━━ RECORDS FOR THE EXERCISE

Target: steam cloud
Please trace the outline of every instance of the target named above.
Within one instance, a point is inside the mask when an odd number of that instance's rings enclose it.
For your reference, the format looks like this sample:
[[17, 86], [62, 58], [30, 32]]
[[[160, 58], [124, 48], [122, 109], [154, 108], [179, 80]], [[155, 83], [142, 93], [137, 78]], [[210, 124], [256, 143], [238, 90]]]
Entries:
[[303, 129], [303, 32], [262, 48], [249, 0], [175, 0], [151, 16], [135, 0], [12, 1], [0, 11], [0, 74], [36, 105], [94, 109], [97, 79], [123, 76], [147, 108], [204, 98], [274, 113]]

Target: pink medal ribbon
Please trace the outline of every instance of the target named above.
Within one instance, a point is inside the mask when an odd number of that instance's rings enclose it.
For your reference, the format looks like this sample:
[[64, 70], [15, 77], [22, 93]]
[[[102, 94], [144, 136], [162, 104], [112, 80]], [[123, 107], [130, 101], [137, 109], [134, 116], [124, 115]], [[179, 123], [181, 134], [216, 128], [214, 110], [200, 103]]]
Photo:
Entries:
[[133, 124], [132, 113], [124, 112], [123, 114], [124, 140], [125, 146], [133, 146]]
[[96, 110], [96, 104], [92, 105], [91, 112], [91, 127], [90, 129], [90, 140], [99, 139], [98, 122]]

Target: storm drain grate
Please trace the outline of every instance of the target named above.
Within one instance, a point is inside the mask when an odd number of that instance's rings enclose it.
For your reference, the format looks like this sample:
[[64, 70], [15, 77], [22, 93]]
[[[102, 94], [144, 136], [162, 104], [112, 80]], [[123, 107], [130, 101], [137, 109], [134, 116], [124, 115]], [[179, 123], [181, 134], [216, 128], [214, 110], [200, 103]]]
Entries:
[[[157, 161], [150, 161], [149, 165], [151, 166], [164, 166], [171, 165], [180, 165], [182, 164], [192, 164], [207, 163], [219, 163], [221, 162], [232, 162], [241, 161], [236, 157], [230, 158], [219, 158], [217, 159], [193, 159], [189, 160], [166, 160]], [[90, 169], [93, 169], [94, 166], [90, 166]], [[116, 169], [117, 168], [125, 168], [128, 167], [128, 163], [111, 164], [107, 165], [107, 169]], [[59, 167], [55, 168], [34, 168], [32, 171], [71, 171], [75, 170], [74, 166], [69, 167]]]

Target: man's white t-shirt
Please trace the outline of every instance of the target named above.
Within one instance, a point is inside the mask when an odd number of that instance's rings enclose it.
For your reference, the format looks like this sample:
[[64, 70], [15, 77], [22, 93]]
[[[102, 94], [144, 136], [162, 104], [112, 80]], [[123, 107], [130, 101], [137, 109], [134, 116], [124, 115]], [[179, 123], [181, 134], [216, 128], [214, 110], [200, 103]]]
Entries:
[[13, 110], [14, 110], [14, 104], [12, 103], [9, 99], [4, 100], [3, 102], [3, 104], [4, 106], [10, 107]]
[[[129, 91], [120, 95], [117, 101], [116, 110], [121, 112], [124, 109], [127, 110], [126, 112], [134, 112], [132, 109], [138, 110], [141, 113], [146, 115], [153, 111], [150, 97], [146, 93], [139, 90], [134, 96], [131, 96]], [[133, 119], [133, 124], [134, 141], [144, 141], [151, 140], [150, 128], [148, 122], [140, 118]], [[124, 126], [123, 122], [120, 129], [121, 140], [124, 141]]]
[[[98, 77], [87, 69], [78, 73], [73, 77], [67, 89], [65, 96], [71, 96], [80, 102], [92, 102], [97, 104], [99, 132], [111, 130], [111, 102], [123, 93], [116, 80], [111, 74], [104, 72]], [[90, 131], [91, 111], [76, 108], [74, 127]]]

━━━━

WHAT IS NEEDED: Reproduce every row of the stored data above, unchanged and in the same order.

EXERCISE RESPONSE:
Target: steam cloud
Please trace the outline of every instance of the target named above.
Within one instance, a point is inside the mask when an odd number of that instance's rings enclose it.
For your reference, the format looks like this sample:
[[17, 86], [62, 58], [30, 32]]
[[[160, 58], [124, 48], [122, 109], [154, 108], [179, 80]], [[155, 83], [142, 93], [137, 78]], [[210, 124], [256, 143], [238, 90]]]
Entries:
[[303, 129], [303, 32], [262, 48], [249, 0], [175, 0], [151, 16], [135, 0], [12, 1], [0, 11], [0, 74], [36, 105], [94, 109], [97, 79], [123, 76], [147, 108], [204, 98], [274, 113]]

Target: pink medal ribbon
Please trace the outline of every instance of the target named above.
Within one instance, a point is inside the mask when an odd number of that instance's rings enclose it.
For your reference, the format looks like this sample:
[[64, 70], [15, 77], [22, 93]]
[[[102, 94], [144, 136], [162, 104], [112, 80]], [[123, 107], [130, 101], [137, 109], [134, 116], [124, 115]], [[179, 123], [181, 134], [216, 128], [214, 110], [200, 103]]]
Photo:
Entries:
[[133, 124], [132, 113], [124, 112], [123, 114], [124, 140], [125, 146], [133, 146]]
[[96, 110], [96, 104], [92, 105], [91, 112], [91, 127], [90, 129], [90, 140], [99, 139], [98, 122]]

Target: storm drain grate
Please trace the outline of every instance of the target named above.
Within one instance, a point is inside the mask when an odd number of that instance's rings enclose it.
For your reference, the format looks like this sample:
[[64, 70], [15, 77], [22, 93]]
[[[102, 94], [144, 136], [162, 104], [112, 80]], [[123, 107], [130, 101], [137, 109], [134, 116], [124, 115]], [[179, 123], [181, 134], [216, 128], [214, 110], [200, 103]]]
Entries:
[[[157, 161], [150, 161], [149, 165], [151, 166], [164, 166], [171, 165], [180, 165], [182, 164], [192, 164], [207, 163], [219, 163], [221, 162], [232, 162], [241, 161], [236, 157], [230, 158], [219, 158], [217, 159], [193, 159], [189, 160], [166, 160]], [[90, 169], [93, 169], [94, 166], [90, 166]], [[116, 169], [117, 168], [125, 168], [128, 167], [128, 163], [111, 164], [107, 165], [107, 169]], [[59, 167], [55, 168], [34, 168], [32, 171], [71, 171], [75, 170], [74, 166], [69, 167]]]

Target: man's white t-shirt
Please trace the outline of every instance of the target named above.
Within one instance, a point is inside the mask when an odd number of that instance's rings enclose it.
For your reference, the format looks like this sample:
[[64, 70], [15, 77], [22, 93]]
[[[102, 94], [144, 136], [162, 104], [112, 80]], [[123, 107], [130, 101], [137, 109], [134, 116], [124, 115]], [[179, 123], [181, 134], [216, 128], [214, 110], [200, 103]]]
Entries:
[[13, 110], [14, 110], [14, 104], [12, 103], [9, 99], [4, 100], [3, 102], [3, 104], [4, 106], [10, 107]]
[[[129, 91], [120, 95], [117, 101], [116, 110], [121, 112], [124, 109], [127, 110], [126, 112], [134, 112], [132, 109], [138, 110], [141, 113], [146, 115], [153, 111], [150, 97], [146, 93], [139, 90], [134, 96], [131, 96]], [[133, 119], [133, 124], [134, 141], [144, 141], [151, 140], [150, 128], [148, 122], [140, 118]], [[124, 126], [123, 122], [120, 129], [121, 140], [124, 141]]]
[[[98, 77], [87, 69], [78, 73], [73, 77], [67, 89], [65, 96], [71, 96], [80, 102], [92, 102], [97, 104], [99, 132], [111, 130], [111, 102], [123, 93], [116, 80], [111, 74], [104, 72]], [[90, 131], [91, 111], [76, 108], [74, 127]]]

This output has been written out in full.